-- Begin Text to read --
Christians and Fellow Heretics

Thursday, March 24, 2011

Soteriological Near-Universalism: Rob Bell Case preceded by Neal Punt Case in Christian Reformed Church



The blog-entry that follows comes out of my reflections and research on the Rob Bell Case, and my encouragement upon taking notice that reformational scholar Dr Richard Mouw has supported pastor Bell.  To understand Mouw's position better I had to go back to the Neal Punt Case which prepared me to take on Jan Bonda's work as well.  

By way of intro, please note that Dr Mouw tawt philosophy at Calvin College for manuy years. After taking admin positions as well, Mouw was appointed President of Fuller Theological Seminary and continued to write many good books.  Eventually, I hope to get to his book responding to John Piper's book, Desiring God.  The reply is Mouw's God Who Commands, becawz Piper wants to treat the imperatives regarding Joy in the Bible , especially the New Testament, as deontologicals floated up out of their Biblical contexts (Northrup Frye) . In that book, Mouw references "The idea of divine generosity, see Neal Punt, What's Good About the Good News, the Plan of Salvation in a New Light (Northland Books, pp. 87-92)." Mouw says further that his own book Calvinism in the Las Vegas Airport (Zondervan Books, 2004, p. 130) also advances this idea of divine  generosity. I have these for-me-new sources on the problem being addressed here. As I said in a draft for an email to some friends:<blockquote>Earlier in 1985, while Mouw was teaching philosophy at Calvin College (I believe), the Christian Reformed Church actually put a pastor on trial for heresy.  The Neal Punt case.  The charge of heresy was made by the Lethbridge, Alberta, Canada CRC -- very distant from where Punt was pastoring in the Chicago region CRC (this can be done in the CRC).  Here's the link from a website Neal Punt still maintains today in his retirement. He was exonerated by the Chicago classis (as presbyteries are known in the CRC).  Now, I disagree with Punt becawz I come to this question from the standpoint of the Interim State as the missiological foundation of a soteriological near-universalism (a stance close to but not necessarily identical to Punts own carefully-honed position which he calls "Evangelical Inclusivism."  Punt has used the phrase "biblical universalism" in at least a URL address; but I had had the impression that there was yet another website expressing a related stance on the problem at hand but different from Punt's and my own, a third option for a solution to ruffly the same problem.
-- End Text to read --
-- Begin Data records --
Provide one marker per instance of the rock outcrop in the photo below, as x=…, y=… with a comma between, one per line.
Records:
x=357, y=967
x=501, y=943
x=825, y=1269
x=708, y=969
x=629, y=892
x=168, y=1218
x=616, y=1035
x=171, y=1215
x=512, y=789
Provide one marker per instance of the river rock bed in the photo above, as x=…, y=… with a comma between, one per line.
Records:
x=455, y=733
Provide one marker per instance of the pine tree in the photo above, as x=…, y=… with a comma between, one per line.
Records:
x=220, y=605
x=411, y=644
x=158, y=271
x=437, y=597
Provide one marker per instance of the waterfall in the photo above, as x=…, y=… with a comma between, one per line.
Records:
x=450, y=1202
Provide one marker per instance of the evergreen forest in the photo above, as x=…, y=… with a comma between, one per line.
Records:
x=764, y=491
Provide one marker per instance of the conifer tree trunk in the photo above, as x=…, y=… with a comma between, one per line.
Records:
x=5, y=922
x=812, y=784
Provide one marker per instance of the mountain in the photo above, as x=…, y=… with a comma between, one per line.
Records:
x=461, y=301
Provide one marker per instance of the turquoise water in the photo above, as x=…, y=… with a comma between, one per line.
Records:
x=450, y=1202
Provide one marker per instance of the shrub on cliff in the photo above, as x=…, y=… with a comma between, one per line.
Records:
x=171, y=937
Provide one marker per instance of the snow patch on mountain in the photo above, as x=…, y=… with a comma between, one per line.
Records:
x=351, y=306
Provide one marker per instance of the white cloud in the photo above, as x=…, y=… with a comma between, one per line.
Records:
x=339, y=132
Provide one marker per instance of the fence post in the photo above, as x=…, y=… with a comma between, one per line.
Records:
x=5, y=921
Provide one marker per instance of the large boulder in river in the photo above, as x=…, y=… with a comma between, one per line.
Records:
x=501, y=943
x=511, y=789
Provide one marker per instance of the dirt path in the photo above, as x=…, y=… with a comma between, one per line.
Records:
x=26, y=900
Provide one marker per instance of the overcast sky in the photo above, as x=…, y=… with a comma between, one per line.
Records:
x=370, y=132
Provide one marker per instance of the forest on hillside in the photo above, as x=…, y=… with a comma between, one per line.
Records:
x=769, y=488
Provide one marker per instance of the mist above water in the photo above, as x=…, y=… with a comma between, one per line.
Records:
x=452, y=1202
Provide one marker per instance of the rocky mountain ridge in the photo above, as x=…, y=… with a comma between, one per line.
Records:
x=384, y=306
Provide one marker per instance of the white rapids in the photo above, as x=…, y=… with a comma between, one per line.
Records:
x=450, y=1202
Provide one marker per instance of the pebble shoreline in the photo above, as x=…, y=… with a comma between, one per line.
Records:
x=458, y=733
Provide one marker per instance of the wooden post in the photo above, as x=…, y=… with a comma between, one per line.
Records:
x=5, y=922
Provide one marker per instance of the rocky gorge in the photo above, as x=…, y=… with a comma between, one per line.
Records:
-- End Data records --
### Goals
1) Please translate this sentence from the blog entry on the Rob Bell case into Spanish: "Eventually, I hope to get to his book responding to John Piper's book, Desiring God."
2) Rewrite the passage of the blog entry on the Rob Bell case that opens with the words "Christians and Fellow" and closes with "work as well.", putting "thoughts" in place of "reflections".

### Outputs
1) Con el tiempo, espero llegar a su libro que responde al libro de John Piper, Desiring God.

2)
Christians and Fellow Heretics

Thursday, March 24, 2011

Soteriological Near-Universalism: Rob Bell Case preceded by Neal Punt Case in Christian Reformed Church



The blog-entry that follows comes out of my thoughts and research on the Rob Bell Case, and my encouragement upon taking notice that reformational scholar Dr Richard Mouw has supported pastor Bell.  To understand Mouw's position better I had to go back to the Neal Punt Case which prepared me to take on Jan Bonda's work as well.